Point localization data:
*** Block opens ***

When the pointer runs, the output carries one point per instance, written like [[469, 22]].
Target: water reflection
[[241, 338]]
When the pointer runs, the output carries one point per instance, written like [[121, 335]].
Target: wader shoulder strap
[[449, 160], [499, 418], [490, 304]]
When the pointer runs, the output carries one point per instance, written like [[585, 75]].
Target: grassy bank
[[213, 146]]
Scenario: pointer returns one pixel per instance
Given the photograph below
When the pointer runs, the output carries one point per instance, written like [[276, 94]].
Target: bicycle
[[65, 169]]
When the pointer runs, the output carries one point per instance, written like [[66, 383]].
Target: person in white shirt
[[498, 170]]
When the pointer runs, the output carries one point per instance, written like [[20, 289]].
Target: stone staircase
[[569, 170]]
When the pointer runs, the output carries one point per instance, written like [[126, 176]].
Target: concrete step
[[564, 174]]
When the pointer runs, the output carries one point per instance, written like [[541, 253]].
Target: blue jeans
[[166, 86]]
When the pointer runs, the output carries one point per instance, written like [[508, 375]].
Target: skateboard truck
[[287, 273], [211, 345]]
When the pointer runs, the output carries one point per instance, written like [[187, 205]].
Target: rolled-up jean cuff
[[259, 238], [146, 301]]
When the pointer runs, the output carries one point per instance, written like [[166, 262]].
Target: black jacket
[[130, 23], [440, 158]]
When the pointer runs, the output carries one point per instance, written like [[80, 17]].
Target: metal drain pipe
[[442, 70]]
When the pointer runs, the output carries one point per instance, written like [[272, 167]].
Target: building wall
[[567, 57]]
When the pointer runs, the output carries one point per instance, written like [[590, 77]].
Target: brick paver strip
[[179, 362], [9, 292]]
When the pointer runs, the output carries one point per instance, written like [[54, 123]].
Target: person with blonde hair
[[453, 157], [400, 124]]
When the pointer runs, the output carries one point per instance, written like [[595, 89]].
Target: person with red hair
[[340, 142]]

*** Block closes ***

• _About this exercise_
From the line containing "Target: bicycle" to the last line above, repeat every line exactly and nothing else.

• _Answer for this exercise_
Target: bicycle
[[65, 169]]
When the pointer runs, the output carries one point per instance, written like [[66, 383]].
Target: person in white shirt
[[498, 170]]
When the pointer runs, the output carries one point per instance, written like [[20, 289]].
Target: stone staircase
[[569, 170]]
When the pointer runs, the output carries one point per instance, written like [[126, 176]].
Target: concrete step
[[564, 174]]
When the pointer runs, the output carries one point per instance, written like [[541, 253]].
Target: blue jeans
[[166, 86]]
When the pointer runs, the output carries one point per instance, written like [[508, 375]].
Target: skateboard truck
[[287, 273], [211, 345]]
When the pointer runs, the output carries one point per instance, written like [[187, 205]].
Target: rolled-up jean cuff
[[259, 238], [146, 301]]
When the pointer runs, the output carries one point per instance, written like [[166, 262]].
Target: black jacket
[[130, 23], [440, 158]]
When the pointer runs, the output carries one point per instance, written like [[80, 17]].
Target: metal drain pipe
[[442, 70]]
When the pointer runs, the output carries one point per instance, written like [[272, 167]].
Target: building wall
[[567, 57]]
When the pointer runs, the output carries one point per instance, written like [[590, 77]].
Target: brick paver strip
[[179, 362], [9, 292]]
When the pointer runs, the output carries one point per instance, written like [[54, 123]].
Target: person with blonde hair
[[453, 157], [400, 124]]
When the pointer runs, the output carries one point per instance, written like [[595, 89]].
Target: person with red hair
[[340, 142]]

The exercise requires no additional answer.